### STATED TASK
Reproduce the passage below on computing the next power of two from "As it turns" to "all integer values.", replacing "texture" with "image" throughout that span.

### PASSAGE GIVEN
☆ ☆ ☆
# Next power of two

While looking to write a pure ooc version of ftgl, I was reading the source of ftgl-gl3 and I stumbled upon this piece of code:

cpp
static inline GLuint NextPowerOf2(GLuint in)
{
in -= 1;

in |= in >> 16;
in |= in >> 8;
in |= in >> 4;
in |= in >> 2;
in |= in >> 1;

return in + 1;
}

This is needed because dealing with power-of-two textures (32x32, 64x64, 128x128, etc.) is more efficient with OpenGL (some implementations don't even support non-power-of-two textures!).

As it turns out, it's an old trick - and it's been explained before, but I had a bit of a hard time wrapping my mind around it, so I thought I'd blog about it here.

### Purpose

So the basic idea is that we have a minimum size for our texture, for example 45x187, and we want to know the smallest power-of-two texture size that will fit. In that case, we can see that it'll be 64x256 - but how do we compute that efficiently?

We need a function that maps 45 to 64 and 187 to 256 - but that works for all integer values.

### Naive approaches

One naive approach would be this:

ooc
nextPowerOfTwo: func (in: Int) -> Int {
match {
case in <= 1    => 1
case in <= 2    => 2
case in <= 4    => 4
case in <= 8    => 8
case in <= 16   => 16
case in <= 32   => 32
case in <= 64   => 64
// and so on up to 2^32, ie. 4_294_967_296
}
}

This will work just fine, but we're doing lots of comparisons.

Besides, the code isn't very DRY - we're mentioning each power of two twice.

We could do something else, like:

ooc
nextPowerOfTwo: func (in: Int) -> Int {
pot := 0
out := 1

while (pot < 32 && in > out) {
out = out << 1
pot += 1
}
out
}

But we're still doing 32 loop iterations in the worst case - along with an add, a left shift, and two comparisons for each iteration.

Of course, a sufficiently smart compiler would be able to optimize that. Wouldn't it? Let's find out.
☆ ☆ ☆
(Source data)
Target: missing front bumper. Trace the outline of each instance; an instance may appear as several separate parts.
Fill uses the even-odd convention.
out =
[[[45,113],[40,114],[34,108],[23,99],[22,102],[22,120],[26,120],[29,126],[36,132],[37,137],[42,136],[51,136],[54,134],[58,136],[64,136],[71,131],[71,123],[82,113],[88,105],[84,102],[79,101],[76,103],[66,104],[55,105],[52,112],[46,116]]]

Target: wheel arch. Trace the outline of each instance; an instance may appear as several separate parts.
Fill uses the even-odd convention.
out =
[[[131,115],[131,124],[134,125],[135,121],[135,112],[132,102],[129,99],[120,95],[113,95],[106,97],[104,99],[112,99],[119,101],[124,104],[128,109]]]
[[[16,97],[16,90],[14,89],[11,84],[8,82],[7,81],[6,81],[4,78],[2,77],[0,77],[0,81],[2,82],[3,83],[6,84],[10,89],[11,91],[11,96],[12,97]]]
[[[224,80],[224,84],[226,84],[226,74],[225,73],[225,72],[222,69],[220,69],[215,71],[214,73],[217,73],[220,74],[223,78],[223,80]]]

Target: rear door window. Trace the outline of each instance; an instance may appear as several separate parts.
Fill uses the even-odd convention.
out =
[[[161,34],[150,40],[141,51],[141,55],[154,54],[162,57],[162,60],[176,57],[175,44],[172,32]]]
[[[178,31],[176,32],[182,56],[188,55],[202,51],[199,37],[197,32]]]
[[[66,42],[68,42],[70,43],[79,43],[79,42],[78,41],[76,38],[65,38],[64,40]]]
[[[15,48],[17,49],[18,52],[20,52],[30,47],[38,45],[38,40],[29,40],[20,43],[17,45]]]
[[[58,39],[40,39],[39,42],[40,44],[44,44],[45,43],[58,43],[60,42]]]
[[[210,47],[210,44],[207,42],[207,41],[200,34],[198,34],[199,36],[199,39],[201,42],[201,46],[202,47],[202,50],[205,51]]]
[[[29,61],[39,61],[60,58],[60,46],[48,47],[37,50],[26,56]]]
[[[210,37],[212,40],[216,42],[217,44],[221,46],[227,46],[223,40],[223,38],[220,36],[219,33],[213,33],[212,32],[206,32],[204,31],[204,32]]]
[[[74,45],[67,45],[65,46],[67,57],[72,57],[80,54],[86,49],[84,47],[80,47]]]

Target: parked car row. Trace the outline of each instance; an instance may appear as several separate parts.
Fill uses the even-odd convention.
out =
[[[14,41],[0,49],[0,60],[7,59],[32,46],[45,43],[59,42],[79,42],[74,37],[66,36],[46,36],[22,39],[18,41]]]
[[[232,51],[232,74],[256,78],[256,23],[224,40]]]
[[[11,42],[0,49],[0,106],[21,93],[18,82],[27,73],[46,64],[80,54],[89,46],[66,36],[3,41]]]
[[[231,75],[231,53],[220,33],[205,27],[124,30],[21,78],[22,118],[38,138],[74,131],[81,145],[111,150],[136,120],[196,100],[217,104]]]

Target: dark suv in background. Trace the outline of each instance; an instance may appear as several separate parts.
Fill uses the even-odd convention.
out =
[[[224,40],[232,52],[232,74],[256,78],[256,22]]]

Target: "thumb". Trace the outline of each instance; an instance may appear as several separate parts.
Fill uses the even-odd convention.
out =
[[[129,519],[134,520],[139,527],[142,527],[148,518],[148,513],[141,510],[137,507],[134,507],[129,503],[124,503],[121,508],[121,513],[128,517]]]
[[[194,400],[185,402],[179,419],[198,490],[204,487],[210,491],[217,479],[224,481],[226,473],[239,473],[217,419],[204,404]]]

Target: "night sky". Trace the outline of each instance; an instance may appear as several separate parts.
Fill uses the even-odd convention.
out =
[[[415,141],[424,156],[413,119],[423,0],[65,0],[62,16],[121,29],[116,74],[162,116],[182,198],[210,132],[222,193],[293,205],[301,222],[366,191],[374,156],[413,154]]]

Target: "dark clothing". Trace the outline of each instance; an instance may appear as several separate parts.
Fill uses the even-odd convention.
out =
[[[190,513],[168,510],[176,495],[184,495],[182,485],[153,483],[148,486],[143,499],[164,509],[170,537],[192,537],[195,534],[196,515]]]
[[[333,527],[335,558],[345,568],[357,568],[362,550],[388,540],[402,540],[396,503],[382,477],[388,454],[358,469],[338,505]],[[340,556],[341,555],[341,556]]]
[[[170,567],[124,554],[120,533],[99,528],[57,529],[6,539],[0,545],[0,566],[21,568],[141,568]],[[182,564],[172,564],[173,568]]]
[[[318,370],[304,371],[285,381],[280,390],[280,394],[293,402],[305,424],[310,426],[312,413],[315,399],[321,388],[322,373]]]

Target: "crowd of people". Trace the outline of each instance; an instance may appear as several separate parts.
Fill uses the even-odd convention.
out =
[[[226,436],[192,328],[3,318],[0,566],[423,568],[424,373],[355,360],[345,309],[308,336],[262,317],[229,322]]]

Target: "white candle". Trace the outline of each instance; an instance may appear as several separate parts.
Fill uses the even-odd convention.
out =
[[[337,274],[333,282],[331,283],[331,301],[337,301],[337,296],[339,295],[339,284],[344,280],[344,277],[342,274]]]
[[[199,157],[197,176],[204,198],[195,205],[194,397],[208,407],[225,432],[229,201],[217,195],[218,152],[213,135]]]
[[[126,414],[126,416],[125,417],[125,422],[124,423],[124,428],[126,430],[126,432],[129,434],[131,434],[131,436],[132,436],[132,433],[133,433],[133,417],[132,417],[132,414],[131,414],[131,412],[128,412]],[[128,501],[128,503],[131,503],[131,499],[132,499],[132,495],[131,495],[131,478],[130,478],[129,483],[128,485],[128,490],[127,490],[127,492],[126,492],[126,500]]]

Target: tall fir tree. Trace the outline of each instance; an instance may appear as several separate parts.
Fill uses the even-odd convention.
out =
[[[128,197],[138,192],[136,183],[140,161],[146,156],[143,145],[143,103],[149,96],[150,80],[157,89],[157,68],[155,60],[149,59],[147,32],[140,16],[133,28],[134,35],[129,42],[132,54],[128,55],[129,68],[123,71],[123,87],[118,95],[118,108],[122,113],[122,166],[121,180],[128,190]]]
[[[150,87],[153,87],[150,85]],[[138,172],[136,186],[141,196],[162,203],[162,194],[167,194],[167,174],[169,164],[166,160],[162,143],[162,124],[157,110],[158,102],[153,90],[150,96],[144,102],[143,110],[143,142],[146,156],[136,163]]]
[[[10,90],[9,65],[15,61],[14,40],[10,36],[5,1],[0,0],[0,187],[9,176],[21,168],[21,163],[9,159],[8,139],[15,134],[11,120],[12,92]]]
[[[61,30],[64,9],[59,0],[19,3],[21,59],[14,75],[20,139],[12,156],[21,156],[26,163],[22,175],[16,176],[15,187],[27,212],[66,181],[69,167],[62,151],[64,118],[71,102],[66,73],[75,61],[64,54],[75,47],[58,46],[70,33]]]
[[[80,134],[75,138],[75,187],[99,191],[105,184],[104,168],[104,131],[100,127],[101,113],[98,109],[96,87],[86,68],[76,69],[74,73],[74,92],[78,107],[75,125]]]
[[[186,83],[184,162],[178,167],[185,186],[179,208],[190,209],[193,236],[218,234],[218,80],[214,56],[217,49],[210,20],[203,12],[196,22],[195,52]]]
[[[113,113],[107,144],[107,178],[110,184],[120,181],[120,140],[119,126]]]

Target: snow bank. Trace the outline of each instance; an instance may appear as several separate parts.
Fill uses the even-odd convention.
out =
☆ ☆ ☆
### ANSWER FOR THIS EXERCISE
As it turns out, it's an old trick - and it's been explained before, but I had a bit of a hard time wrapping my mind around it, so I thought I'd blog about it here.

### Purpose

So the basic idea is that we have a minimum size for our image, for example 45x187, and we want to know the smallest power-of-two image size that will fit. In that case, we can see that it'll be 64x256 - but how do we compute that efficiently?

We need a function that maps 45 to 64 and 187 to 256 - but that works for all integer values.